======== DATASET RECORDS ========

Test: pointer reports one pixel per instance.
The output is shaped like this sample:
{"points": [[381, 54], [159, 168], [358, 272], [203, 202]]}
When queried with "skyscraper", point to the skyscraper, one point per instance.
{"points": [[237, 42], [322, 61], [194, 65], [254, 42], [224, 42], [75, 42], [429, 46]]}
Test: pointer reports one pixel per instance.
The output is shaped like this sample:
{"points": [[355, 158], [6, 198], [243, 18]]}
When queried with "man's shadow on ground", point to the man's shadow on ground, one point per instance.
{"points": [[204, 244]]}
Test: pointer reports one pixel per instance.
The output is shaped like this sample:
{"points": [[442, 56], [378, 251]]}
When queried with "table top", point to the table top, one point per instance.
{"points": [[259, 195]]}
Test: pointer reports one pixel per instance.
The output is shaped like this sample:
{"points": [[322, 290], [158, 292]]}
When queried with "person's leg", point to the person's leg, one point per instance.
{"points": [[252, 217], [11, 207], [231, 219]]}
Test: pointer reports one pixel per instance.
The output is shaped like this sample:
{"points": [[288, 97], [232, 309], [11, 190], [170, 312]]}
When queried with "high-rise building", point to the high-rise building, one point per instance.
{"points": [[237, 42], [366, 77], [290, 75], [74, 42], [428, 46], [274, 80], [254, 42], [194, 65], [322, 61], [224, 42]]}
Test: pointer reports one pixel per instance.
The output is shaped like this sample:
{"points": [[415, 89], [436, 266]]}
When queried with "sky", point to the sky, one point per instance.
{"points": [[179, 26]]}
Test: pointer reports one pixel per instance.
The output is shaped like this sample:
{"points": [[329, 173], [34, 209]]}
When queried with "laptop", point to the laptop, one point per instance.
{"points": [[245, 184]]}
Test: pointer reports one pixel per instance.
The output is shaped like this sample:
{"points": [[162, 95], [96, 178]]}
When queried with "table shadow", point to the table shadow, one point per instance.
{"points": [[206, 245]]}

========

◆ WHAT IS EXPECTED
Retype the entries in full. Keep every line identical.

◆ ANSWER BOX
Test: pointer reports one pixel per instance.
The output is shaped like this sample:
{"points": [[381, 54], [159, 168], [358, 272], [203, 202]]}
When queried with "skyscraper", point to the skyscraper, one point per instance.
{"points": [[237, 42], [322, 61], [194, 65], [254, 42], [224, 42], [75, 42], [429, 46]]}
Test: pointer reports one pixel per instance.
The output is shaped like this sample:
{"points": [[355, 158], [6, 198], [243, 18]]}
When queried with "man's shadow on ground", point to the man's shadow on ground, one point per instance.
{"points": [[204, 244]]}
Test: pointer reports one pixel per instance.
The output is shaped like this sample:
{"points": [[442, 56], [378, 251]]}
When queried with "table top", point to the table top, one point per instance.
{"points": [[259, 195]]}
Test: pointer reports one pixel per instance.
The output is shaped like this sample:
{"points": [[322, 290], [158, 292]]}
When queried with "person's leg", point to the person's leg, one point per instance.
{"points": [[252, 217], [11, 207], [231, 219]]}
Test: pointer reports one pixel per instance.
The output is shaped like this sample:
{"points": [[288, 97], [232, 309], [11, 190], [170, 312]]}
When queried with "high-rise building", point to the high-rise building, one point per instance.
{"points": [[237, 42], [366, 77], [290, 75], [74, 42], [428, 46], [274, 80], [254, 42], [194, 65], [322, 61], [224, 42]]}
Test: pointer reports one pixel per instance.
The output is shaped like this sample:
{"points": [[415, 89], [436, 266]]}
When queried with "sky", point to the sky, one point per instance.
{"points": [[179, 26]]}
Test: pointer reports one pixel per instance.
The output is shaped like this sample:
{"points": [[329, 173], [34, 209]]}
When queried with "laptop", point to the laptop, one point per instance.
{"points": [[245, 184]]}
Test: pointer reports one pixel per instance.
The output is shaped like this sample:
{"points": [[162, 95], [96, 178]]}
When queried with "table shadow", point to the table shadow, one point per instance.
{"points": [[206, 245]]}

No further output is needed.